Task
Starting at the line that contains "Exercise. Point out the navy", please transcribe every line through the end of the entries, exactly and with no pictures.

Items from a dataset:
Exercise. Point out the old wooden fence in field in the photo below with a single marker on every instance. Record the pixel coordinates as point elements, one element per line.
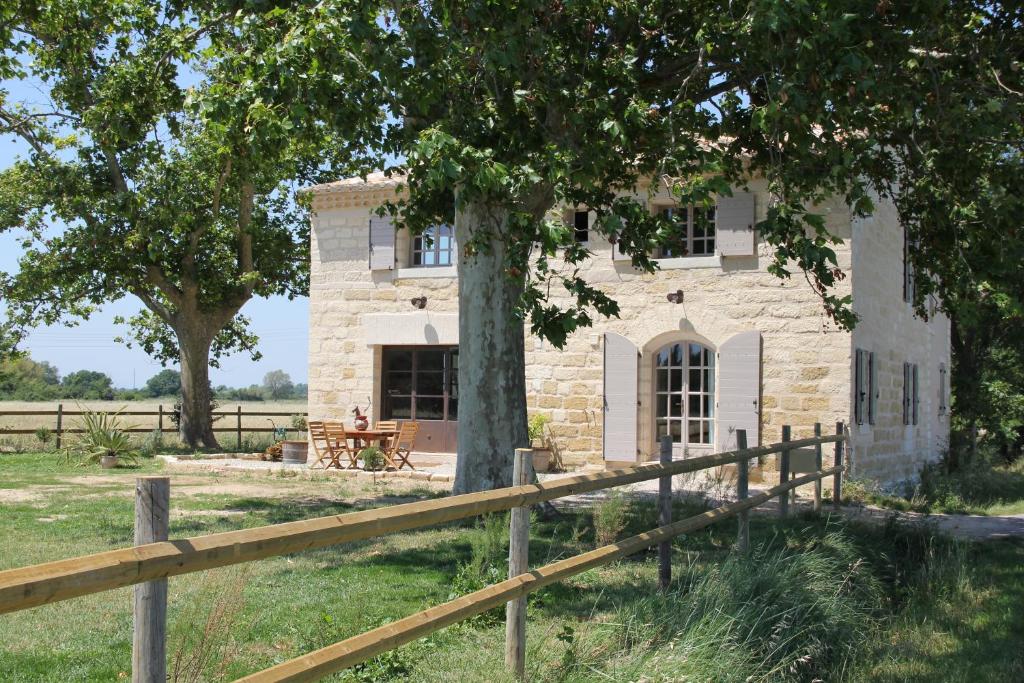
<point>166,421</point>
<point>154,558</point>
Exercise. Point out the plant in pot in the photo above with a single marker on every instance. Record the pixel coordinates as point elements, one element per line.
<point>103,440</point>
<point>539,441</point>
<point>373,459</point>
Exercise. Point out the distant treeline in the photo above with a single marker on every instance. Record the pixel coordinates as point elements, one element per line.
<point>25,379</point>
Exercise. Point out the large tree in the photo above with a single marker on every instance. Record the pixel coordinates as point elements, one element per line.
<point>158,168</point>
<point>501,111</point>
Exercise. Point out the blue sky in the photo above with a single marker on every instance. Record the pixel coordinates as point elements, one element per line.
<point>282,325</point>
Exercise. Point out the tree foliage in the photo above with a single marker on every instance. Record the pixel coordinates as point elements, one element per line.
<point>158,168</point>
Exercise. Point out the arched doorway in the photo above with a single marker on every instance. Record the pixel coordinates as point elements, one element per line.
<point>684,395</point>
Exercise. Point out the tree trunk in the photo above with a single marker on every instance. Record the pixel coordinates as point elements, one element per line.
<point>196,427</point>
<point>492,365</point>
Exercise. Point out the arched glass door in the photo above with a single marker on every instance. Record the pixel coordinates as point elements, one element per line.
<point>684,394</point>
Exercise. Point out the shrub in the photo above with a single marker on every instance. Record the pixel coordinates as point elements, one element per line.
<point>373,459</point>
<point>44,435</point>
<point>609,518</point>
<point>103,435</point>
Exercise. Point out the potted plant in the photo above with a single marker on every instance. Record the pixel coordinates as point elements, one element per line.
<point>373,459</point>
<point>539,441</point>
<point>103,440</point>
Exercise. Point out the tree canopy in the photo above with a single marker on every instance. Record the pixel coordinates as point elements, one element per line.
<point>159,169</point>
<point>499,112</point>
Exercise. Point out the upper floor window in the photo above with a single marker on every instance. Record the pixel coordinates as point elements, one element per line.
<point>691,231</point>
<point>435,247</point>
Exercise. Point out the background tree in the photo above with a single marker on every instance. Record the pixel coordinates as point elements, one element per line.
<point>25,379</point>
<point>87,384</point>
<point>165,383</point>
<point>278,384</point>
<point>158,170</point>
<point>502,111</point>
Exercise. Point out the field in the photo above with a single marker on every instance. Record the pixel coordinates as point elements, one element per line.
<point>228,439</point>
<point>819,598</point>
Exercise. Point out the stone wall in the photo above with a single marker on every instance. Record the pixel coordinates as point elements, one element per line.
<point>890,451</point>
<point>806,360</point>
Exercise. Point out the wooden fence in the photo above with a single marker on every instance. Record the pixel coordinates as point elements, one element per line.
<point>165,421</point>
<point>147,565</point>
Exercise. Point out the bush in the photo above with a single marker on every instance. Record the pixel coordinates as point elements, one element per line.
<point>103,435</point>
<point>609,518</point>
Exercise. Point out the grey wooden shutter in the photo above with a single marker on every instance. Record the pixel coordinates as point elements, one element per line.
<point>734,220</point>
<point>381,243</point>
<point>738,390</point>
<point>858,386</point>
<point>942,388</point>
<point>906,393</point>
<point>915,397</point>
<point>872,388</point>
<point>620,398</point>
<point>616,253</point>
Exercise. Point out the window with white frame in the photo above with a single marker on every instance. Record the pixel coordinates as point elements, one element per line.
<point>435,247</point>
<point>684,393</point>
<point>691,231</point>
<point>581,226</point>
<point>911,397</point>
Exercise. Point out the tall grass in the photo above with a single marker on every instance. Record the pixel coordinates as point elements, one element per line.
<point>779,613</point>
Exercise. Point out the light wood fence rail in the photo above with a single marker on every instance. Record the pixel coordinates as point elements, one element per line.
<point>165,421</point>
<point>52,582</point>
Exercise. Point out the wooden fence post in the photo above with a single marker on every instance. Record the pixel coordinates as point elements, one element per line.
<point>59,423</point>
<point>148,656</point>
<point>515,610</point>
<point>783,473</point>
<point>665,517</point>
<point>817,468</point>
<point>742,491</point>
<point>838,477</point>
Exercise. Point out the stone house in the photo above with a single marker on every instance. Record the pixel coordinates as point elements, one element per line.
<point>709,344</point>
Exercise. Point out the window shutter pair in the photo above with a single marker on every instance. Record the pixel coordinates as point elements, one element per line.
<point>381,243</point>
<point>738,390</point>
<point>734,220</point>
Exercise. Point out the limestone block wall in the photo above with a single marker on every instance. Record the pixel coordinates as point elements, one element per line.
<point>806,360</point>
<point>890,451</point>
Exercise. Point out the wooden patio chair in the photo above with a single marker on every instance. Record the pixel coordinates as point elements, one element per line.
<point>323,447</point>
<point>401,446</point>
<point>339,441</point>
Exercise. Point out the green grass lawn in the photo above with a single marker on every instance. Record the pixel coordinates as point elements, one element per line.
<point>818,597</point>
<point>980,488</point>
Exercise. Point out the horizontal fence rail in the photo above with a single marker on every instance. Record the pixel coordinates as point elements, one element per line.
<point>52,582</point>
<point>354,650</point>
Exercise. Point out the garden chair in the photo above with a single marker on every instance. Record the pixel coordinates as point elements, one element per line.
<point>339,441</point>
<point>401,446</point>
<point>323,447</point>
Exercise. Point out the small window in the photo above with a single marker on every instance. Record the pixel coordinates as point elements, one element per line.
<point>434,248</point>
<point>691,231</point>
<point>942,388</point>
<point>872,388</point>
<point>581,226</point>
<point>908,281</point>
<point>859,386</point>
<point>911,397</point>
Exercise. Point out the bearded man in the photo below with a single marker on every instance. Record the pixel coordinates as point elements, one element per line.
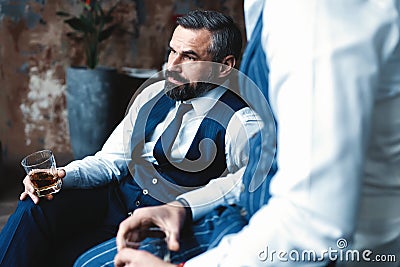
<point>178,135</point>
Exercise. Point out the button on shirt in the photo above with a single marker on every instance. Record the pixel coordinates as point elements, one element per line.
<point>112,161</point>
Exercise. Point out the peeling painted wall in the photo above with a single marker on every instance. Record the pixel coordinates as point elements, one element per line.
<point>35,51</point>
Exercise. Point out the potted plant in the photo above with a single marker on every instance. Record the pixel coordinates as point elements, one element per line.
<point>96,95</point>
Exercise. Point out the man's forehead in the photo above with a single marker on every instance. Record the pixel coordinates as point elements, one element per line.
<point>190,39</point>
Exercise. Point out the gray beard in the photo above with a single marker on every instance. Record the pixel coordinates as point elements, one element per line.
<point>187,91</point>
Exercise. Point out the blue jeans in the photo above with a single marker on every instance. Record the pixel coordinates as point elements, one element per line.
<point>195,239</point>
<point>55,233</point>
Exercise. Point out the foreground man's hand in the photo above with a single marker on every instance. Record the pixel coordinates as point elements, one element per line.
<point>169,218</point>
<point>138,258</point>
<point>30,190</point>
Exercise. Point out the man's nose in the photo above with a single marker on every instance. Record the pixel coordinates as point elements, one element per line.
<point>174,62</point>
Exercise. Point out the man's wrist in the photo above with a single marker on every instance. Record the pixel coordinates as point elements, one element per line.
<point>188,210</point>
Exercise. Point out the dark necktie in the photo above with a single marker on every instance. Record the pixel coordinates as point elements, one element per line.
<point>169,135</point>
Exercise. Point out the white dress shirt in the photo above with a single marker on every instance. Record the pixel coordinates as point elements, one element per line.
<point>335,91</point>
<point>112,161</point>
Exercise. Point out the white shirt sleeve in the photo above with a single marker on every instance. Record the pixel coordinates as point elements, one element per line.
<point>111,162</point>
<point>225,190</point>
<point>324,61</point>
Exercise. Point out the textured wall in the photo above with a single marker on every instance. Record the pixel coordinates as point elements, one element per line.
<point>35,50</point>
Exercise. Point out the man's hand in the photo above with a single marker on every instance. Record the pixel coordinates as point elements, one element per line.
<point>30,190</point>
<point>169,218</point>
<point>136,258</point>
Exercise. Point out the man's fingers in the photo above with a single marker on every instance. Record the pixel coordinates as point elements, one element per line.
<point>61,173</point>
<point>123,257</point>
<point>173,241</point>
<point>23,195</point>
<point>34,197</point>
<point>49,197</point>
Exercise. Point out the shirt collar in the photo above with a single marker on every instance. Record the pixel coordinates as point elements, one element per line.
<point>204,103</point>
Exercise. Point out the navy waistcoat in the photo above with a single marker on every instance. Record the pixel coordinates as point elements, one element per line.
<point>205,159</point>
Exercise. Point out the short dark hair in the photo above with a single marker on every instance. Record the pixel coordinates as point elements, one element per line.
<point>226,36</point>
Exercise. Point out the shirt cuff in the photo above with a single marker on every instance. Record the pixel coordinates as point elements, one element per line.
<point>71,179</point>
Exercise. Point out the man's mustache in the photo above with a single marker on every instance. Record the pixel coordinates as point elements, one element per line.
<point>175,75</point>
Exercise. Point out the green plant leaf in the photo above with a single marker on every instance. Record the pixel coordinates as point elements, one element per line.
<point>79,25</point>
<point>107,33</point>
<point>112,9</point>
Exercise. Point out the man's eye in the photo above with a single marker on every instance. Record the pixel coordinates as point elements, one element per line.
<point>189,58</point>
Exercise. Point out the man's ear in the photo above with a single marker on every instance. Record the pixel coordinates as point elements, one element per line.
<point>228,63</point>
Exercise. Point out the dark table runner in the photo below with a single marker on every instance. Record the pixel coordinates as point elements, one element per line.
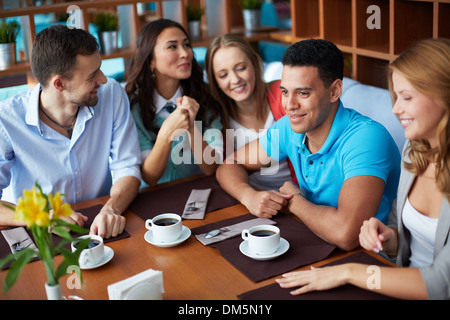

Output below
Exercise. Point out the navy waistcoat in the photo above with a single marker on every instance. Record the pixel coordinates as point elements, one element per line.
<point>205,159</point>
Exercise. Point out the short dark hair in the photo above with a single marker on every instance. Record the pixel coordinates as point elements, one element per line.
<point>226,36</point>
Exercise. Point out the shirt cuff in the photo above with a single marker on every instance. Record the pixel coordinates as point elements, one element per line.
<point>71,179</point>
Exercise. Point out the man's mustache in the photo above with a single marker on every instance. Record the pixel coordinates as point elements, one element per line.
<point>175,75</point>
Exercise. Point out the green plant leaf in the photo above with a single marker on every instance. Record the pixel coordinates as point elements, one element per line.
<point>79,25</point>
<point>107,33</point>
<point>112,9</point>
Exercise. Point out the man's eye in the photo above with a single marker on every instance. Record the pixel coordinates as point elements, one element per line.
<point>189,58</point>
Exercise. Point out the man's ear in the photo above with a single marker on every instance. Record the pixel coordinates as point elements, one element per line.
<point>228,63</point>
Exercise. Point out the dark table runner in the photo below with a single marker on every instance. Record the pixel coordinates as point elements, one element per line.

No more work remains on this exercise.